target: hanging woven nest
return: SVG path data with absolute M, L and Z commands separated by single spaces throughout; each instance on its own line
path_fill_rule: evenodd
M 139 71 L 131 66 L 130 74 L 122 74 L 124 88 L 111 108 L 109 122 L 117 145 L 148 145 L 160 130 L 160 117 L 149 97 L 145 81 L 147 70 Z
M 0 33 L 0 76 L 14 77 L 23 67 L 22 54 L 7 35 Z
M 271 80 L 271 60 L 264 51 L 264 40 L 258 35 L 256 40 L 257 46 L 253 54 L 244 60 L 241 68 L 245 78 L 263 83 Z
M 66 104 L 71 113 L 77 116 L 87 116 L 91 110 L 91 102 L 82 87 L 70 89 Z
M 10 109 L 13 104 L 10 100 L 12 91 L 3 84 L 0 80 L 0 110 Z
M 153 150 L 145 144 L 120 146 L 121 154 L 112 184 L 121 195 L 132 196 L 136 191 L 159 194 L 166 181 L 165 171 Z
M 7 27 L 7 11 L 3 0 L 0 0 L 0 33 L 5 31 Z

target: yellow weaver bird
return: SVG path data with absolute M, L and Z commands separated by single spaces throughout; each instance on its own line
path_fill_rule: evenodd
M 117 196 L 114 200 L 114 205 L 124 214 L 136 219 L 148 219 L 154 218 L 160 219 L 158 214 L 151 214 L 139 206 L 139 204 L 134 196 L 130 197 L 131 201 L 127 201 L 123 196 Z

The problem
Lay out the items above as a two-column CSV with the header row item_text,answer. Give one row per item, and put each item's text and its answer in a single quoted field, with line breaks replaced by spaces.

Exercise response
item_text,answer
"target: hanging woven nest return: SVG path data with absolute M, L and Z commands separated by single spaces throughout; each instance on its own line path_fill_rule: evenodd","M 139 71 L 131 66 L 130 74 L 122 74 L 124 88 L 111 108 L 109 122 L 117 145 L 148 145 L 160 130 L 160 117 L 149 97 L 145 81 L 147 70 Z M 0 33 L 0 76 L 14 77 L 23 67 L 22 54 L 7 35 Z M 271 80 L 271 60 L 264 51 L 264 40 L 258 35 L 256 40 L 257 46 L 253 54 L 244 60 L 241 68 L 245 78 L 263 83 Z M 66 104 L 71 113 L 77 116 L 87 116 L 91 110 L 91 102 L 82 87 L 70 89 Z M 10 109 L 13 104 L 10 100 L 12 91 L 3 84 L 0 80 L 0 110 Z M 153 150 L 145 144 L 120 146 L 121 154 L 112 184 L 121 195 L 132 196 L 136 191 L 159 194 L 166 181 L 165 171 Z M 7 27 L 7 11 L 3 0 L 0 0 L 0 33 L 5 31 Z"
"target: yellow weaver bird return: SVG path data with absolute M, L and Z commands separated by single spaces throughout; each instance on its own line path_fill_rule: evenodd","M 117 196 L 114 200 L 114 205 L 124 214 L 136 219 L 148 219 L 154 218 L 160 219 L 158 214 L 151 214 L 139 206 L 139 204 L 134 196 L 130 197 L 131 201 L 127 201 L 123 196 Z"